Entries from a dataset

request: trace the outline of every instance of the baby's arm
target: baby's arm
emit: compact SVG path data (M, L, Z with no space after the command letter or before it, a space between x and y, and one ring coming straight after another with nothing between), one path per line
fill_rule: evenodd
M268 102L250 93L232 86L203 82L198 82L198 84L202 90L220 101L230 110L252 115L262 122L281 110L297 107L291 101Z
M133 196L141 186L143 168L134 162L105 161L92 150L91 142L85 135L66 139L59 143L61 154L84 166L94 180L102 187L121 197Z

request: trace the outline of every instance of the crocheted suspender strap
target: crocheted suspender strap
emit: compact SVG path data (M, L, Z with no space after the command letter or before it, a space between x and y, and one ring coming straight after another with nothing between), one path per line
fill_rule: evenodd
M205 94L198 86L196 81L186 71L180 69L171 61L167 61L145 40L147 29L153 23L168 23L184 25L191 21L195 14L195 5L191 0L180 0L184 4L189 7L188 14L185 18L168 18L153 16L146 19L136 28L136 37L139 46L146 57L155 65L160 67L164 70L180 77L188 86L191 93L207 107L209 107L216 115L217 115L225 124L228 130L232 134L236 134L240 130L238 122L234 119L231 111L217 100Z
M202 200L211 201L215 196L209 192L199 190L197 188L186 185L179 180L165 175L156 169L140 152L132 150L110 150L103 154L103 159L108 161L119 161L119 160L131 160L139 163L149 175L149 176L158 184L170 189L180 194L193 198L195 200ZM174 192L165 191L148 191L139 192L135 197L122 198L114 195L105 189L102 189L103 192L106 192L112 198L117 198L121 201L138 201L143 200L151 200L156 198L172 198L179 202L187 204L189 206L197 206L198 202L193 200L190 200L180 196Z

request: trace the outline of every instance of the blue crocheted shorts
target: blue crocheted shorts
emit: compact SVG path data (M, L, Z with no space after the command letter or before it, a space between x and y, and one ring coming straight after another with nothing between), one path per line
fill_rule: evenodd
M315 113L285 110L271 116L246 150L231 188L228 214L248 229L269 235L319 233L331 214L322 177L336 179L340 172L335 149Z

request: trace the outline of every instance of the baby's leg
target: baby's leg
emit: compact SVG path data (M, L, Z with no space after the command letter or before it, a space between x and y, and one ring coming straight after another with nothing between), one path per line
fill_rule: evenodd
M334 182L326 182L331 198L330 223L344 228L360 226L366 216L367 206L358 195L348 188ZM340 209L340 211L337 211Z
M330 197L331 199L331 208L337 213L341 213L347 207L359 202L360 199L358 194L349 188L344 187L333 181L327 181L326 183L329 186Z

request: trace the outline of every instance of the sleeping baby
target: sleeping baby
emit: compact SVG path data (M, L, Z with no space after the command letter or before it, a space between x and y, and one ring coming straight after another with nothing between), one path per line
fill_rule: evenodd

> [Exercise prompt]
Rewrite everything from the line containing "request: trace the outline of every instance of the baby's leg" down to the end of the records, changing "sleeping baby" to "napping baby" and leaving all else unchanged.

> [Reply]
request: trace the outline of every instance of the baby's leg
target: baby's leg
emit: compact SVG path data (M, L, Z with no space after the command letter or before it, a space between x and y, and one ring coming straight after another with nothing between), one path per line
fill_rule: evenodd
M334 182L326 182L331 198L330 223L344 228L360 226L366 216L367 206L358 195L348 188ZM340 209L340 211L337 211Z
M330 197L331 199L331 208L337 213L341 213L347 207L359 202L360 199L358 194L349 188L344 187L333 181L327 181L326 183L329 186Z

request: trace the outline of every instance of the napping baby
target: napping baby
emit: compact SVG path data (M, L, Z with no space after the command letter or before it, a space between x and y, and one ring coming straight after another with nothing between), one path per line
fill_rule: evenodd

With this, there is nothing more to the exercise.